▶ [Given task]
Present the data once more in exactly its original form.

▶ [Records from a dataset]
——

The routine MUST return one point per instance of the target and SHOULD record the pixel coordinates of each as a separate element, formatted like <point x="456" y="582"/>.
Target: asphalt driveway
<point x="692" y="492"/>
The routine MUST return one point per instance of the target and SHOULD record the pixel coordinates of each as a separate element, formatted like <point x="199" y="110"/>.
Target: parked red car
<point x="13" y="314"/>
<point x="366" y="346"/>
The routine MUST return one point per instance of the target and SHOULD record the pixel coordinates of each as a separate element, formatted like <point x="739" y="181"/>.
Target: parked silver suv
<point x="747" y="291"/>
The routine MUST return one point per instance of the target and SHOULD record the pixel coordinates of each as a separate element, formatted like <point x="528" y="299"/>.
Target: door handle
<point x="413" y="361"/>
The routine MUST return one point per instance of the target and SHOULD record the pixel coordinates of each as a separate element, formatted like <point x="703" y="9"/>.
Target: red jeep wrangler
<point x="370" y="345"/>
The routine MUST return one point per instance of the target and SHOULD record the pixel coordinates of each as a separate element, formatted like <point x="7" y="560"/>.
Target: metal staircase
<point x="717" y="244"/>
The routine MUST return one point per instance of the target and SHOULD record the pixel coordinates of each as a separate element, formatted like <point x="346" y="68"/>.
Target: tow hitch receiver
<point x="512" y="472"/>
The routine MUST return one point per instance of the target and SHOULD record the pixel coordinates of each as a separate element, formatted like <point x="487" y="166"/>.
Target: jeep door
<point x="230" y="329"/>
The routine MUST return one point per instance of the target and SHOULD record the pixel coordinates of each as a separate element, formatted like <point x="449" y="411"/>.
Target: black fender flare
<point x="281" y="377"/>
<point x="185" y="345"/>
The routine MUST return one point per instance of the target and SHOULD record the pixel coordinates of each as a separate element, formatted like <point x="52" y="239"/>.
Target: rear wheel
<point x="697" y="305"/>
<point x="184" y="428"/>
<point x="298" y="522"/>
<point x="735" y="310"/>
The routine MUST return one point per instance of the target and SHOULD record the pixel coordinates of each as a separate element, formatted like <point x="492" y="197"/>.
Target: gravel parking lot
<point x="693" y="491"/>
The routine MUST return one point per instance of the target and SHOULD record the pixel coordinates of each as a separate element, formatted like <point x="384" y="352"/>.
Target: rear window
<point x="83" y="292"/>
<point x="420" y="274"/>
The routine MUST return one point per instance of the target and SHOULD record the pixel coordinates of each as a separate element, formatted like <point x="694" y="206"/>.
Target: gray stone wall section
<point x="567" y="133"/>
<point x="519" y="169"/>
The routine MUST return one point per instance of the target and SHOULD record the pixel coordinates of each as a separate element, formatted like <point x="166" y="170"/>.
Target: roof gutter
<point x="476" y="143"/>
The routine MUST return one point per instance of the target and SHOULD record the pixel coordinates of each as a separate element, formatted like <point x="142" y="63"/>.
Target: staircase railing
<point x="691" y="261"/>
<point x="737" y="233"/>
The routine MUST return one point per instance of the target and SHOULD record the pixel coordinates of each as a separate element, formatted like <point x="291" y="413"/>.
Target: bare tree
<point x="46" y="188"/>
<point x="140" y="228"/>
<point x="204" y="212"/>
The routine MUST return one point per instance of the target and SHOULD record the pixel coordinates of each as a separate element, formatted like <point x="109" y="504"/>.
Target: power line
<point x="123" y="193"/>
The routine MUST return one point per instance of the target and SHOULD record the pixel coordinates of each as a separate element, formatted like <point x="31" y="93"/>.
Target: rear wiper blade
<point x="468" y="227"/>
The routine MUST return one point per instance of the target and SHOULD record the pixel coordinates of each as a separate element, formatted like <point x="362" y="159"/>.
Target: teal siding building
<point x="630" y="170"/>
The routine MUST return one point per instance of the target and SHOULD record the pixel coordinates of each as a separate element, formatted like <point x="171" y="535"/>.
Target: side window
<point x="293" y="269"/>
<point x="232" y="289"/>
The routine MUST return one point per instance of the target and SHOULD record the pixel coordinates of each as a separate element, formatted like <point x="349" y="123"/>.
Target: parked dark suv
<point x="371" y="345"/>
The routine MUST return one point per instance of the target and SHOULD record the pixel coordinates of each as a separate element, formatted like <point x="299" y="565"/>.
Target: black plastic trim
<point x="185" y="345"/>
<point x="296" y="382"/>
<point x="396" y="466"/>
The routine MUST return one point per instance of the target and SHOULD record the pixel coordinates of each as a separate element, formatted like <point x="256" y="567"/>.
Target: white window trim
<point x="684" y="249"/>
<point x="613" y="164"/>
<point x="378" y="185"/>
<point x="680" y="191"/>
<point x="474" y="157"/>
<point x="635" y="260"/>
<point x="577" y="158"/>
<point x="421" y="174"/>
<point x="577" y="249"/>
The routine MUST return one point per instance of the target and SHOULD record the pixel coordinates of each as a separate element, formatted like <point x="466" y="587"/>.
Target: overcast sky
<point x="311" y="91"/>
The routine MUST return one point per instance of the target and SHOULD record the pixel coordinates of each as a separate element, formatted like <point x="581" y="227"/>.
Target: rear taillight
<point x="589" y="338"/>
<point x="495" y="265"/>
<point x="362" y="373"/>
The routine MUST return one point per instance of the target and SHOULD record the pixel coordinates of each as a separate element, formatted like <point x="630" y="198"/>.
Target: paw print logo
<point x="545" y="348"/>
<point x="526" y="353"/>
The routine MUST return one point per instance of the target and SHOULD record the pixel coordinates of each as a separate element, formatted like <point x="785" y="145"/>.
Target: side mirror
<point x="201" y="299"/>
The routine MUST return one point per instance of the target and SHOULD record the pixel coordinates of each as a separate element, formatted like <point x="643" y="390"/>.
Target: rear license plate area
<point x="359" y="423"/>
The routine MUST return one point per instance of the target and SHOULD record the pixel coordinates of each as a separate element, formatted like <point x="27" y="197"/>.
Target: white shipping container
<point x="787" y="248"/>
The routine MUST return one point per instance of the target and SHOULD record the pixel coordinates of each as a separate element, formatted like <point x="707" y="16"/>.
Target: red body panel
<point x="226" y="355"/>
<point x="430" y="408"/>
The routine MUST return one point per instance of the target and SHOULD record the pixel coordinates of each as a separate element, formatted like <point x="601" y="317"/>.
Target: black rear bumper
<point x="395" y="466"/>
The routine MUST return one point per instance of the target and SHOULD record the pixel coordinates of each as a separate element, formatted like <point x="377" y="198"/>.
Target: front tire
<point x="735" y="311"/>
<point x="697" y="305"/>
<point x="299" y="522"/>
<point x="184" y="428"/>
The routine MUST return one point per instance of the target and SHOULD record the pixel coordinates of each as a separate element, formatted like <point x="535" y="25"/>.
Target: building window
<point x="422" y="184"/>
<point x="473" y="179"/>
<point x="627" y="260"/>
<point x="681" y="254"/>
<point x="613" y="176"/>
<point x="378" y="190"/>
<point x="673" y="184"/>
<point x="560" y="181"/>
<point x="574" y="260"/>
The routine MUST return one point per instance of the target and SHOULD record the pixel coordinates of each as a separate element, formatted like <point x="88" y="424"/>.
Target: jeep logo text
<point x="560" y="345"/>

——

▶ [Expected answer]
The routine MUST return one point per instance of the target and SHOULD record the pixel coordinates of each as a separate element, formatted like <point x="456" y="582"/>.
Target: asphalt driveway
<point x="692" y="492"/>
The routine MUST return one point per instance of the target and SHOULD record the pixel coordinates of each as a separate element, formatted like <point x="199" y="110"/>.
Target: parked red car
<point x="13" y="314"/>
<point x="366" y="346"/>
The routine MUST return one point per instance of the target and SHOULD record the pixel coordinates of each as a separate element, formatted like <point x="739" y="181"/>.
Target: parked silver suv
<point x="747" y="291"/>
The routine MUST return one point per instance of the target and SHOULD record the pixel coordinates of each as a separate element, formatted like <point x="528" y="299"/>.
Target: door handle
<point x="413" y="361"/>
The routine MUST return one point per instance of the target and SHOULD record the pixel coordinates of each as a separate element, formatted like <point x="703" y="9"/>.
Target: red jeep wrangler
<point x="370" y="345"/>
The routine MUST return one point per instance of the target and SHOULD record the pixel coordinates of each as a separate element, formatted like <point x="7" y="560"/>.
Target: metal staircase
<point x="717" y="244"/>
The routine MUST return one point per instance of the target and SHOULD record the pixel coordinates of each as a separate element, formatted like <point x="346" y="68"/>.
Target: tow hitch receiver
<point x="512" y="472"/>
The routine MUST return one point per instance of the target and SHOULD record the pixel coordinates of each as a separate element, formatted like <point x="487" y="166"/>.
Target: jeep door
<point x="230" y="329"/>
The routine MUST return one point per instance of the target and SHOULD record the pixel coordinates of each as a separate element, formatted like <point x="449" y="411"/>.
Target: black fender flare
<point x="281" y="377"/>
<point x="185" y="345"/>
The routine MUST return one point per instance of the target and SHOULD record the pixel coordinates of each as a separate element, formatted like <point x="52" y="239"/>.
Target: rear wheel
<point x="697" y="305"/>
<point x="184" y="428"/>
<point x="298" y="522"/>
<point x="735" y="310"/>
The routine MUST return one point per instance of the target and SHOULD record the pixel coordinates of each as a separate element, formatted like <point x="492" y="197"/>.
Target: gravel parking lot
<point x="693" y="491"/>
The routine MUST return one point per instance of the target and SHOULD record the pixel coordinates of each as a separate element, formatted like <point x="384" y="352"/>.
Target: rear window
<point x="83" y="292"/>
<point x="420" y="274"/>
The routine MUST return one point per instance of the target and SHOULD record the pixel coordinates of each as a separate element, formatted like <point x="694" y="206"/>.
Target: gray stone wall section
<point x="567" y="133"/>
<point x="519" y="169"/>
The routine MUST return one point per instance of the target and SHOULD record the pixel coordinates of each as a separate element, formatted like <point x="166" y="170"/>.
Target: roof gutter
<point x="476" y="143"/>
The routine MUST return one point per instance of the target and SHOULD record the pixel coordinates of each as a separate element, formatted like <point x="142" y="63"/>.
Target: staircase railing
<point x="691" y="261"/>
<point x="737" y="233"/>
The routine MUST return one point per instance of the target and SHOULD record the pixel coordinates of each as a separate element, formatted like <point x="291" y="413"/>.
Target: bare tree
<point x="46" y="188"/>
<point x="140" y="228"/>
<point x="204" y="212"/>
The routine MUST return one point per instance of the target and SHOULD record the pixel coordinates of each as a separate element, formatted like <point x="109" y="504"/>.
Target: power line
<point x="123" y="193"/>
The routine MUST return one point per instance of the target and SHOULD record the pixel coordinates of each as a separate element, formatted like <point x="31" y="93"/>.
Target: rear wiper blade
<point x="468" y="227"/>
The routine MUST return one point per instance of the target and SHOULD record the pixel coordinates of each as a separate element, formatted like <point x="362" y="159"/>.
Target: teal siding building
<point x="630" y="170"/>
The routine MUST return one point per instance of the target and SHOULD record the pixel coordinates of each as a separate element, formatted like <point x="171" y="535"/>.
Target: side window
<point x="293" y="269"/>
<point x="232" y="289"/>
The routine MUST return one point per instance of the target and SHOULD record the pixel coordinates of each as a separate element, formatted like <point x="349" y="123"/>.
Target: parked dark suv
<point x="371" y="345"/>
The routine MUST return one point per instance of the target and SHOULD record the pixel coordinates of each as a separate element, formatted like <point x="299" y="565"/>.
Target: black plastic trim
<point x="185" y="345"/>
<point x="296" y="382"/>
<point x="396" y="466"/>
The routine MUST return one point per instance of the target and SHOULD record the pixel coordinates of each as a separate element, formatted like <point x="256" y="567"/>.
Target: white window trim
<point x="684" y="249"/>
<point x="613" y="164"/>
<point x="378" y="185"/>
<point x="680" y="191"/>
<point x="474" y="157"/>
<point x="635" y="260"/>
<point x="577" y="158"/>
<point x="421" y="174"/>
<point x="577" y="249"/>
The routine MUST return one point per instance of the target and SHOULD record the pixel coordinates of each as a separate element, formatted like <point x="466" y="587"/>.
Target: overcast sky
<point x="311" y="91"/>
The routine MUST return one point per instance of the target and SHOULD record the pixel coordinates of each as a separate element, formatted like <point x="581" y="227"/>.
Target: rear taillight
<point x="589" y="338"/>
<point x="495" y="265"/>
<point x="362" y="373"/>
The routine MUST return one point per instance of the target and SHOULD record the pixel coordinates of each as a separate element, formatted like <point x="630" y="198"/>.
Target: paw print logo
<point x="545" y="348"/>
<point x="526" y="353"/>
The routine MUST return one point per instance of the target and SHOULD record the pixel coordinates of each as a separate element, formatted like <point x="785" y="145"/>.
Target: side mirror
<point x="201" y="299"/>
The routine MUST return one point per instance of the target and SHOULD record the pixel coordinates of each as a separate element, formatted like <point x="643" y="390"/>.
Target: rear license plate area
<point x="359" y="423"/>
The routine MUST return one point per instance of the target and SHOULD record the pixel coordinates of each as a separate element, formatted like <point x="27" y="197"/>.
Target: white shipping container
<point x="787" y="248"/>
The routine MUST return one point per instance of the target and SHOULD record the pixel coordinates of each as a separate element, formatted like <point x="707" y="16"/>.
Target: red body panel
<point x="226" y="355"/>
<point x="430" y="408"/>
The routine MUST return one point per instance of the target and SHOULD record the pixel coordinates of each as a separate element, formatted like <point x="601" y="317"/>.
Target: black rear bumper
<point x="395" y="466"/>
The routine MUST return one point per instance of the target and SHOULD record the pixel coordinates of each as a separate element, formatted like <point x="377" y="198"/>.
Target: front tire
<point x="735" y="311"/>
<point x="697" y="305"/>
<point x="299" y="522"/>
<point x="184" y="428"/>
The routine MUST return one point per instance of the target and SHOULD record the pixel coordinates of each as a separate element, formatted like <point x="535" y="25"/>.
Target: building window
<point x="422" y="184"/>
<point x="473" y="179"/>
<point x="627" y="260"/>
<point x="681" y="254"/>
<point x="613" y="176"/>
<point x="378" y="190"/>
<point x="673" y="184"/>
<point x="560" y="181"/>
<point x="574" y="260"/>
The routine MUST return one point per instance of the target and SHOULD record the pixel coordinates of each as a separate element, formatted like <point x="88" y="424"/>.
Target: jeep logo text
<point x="560" y="345"/>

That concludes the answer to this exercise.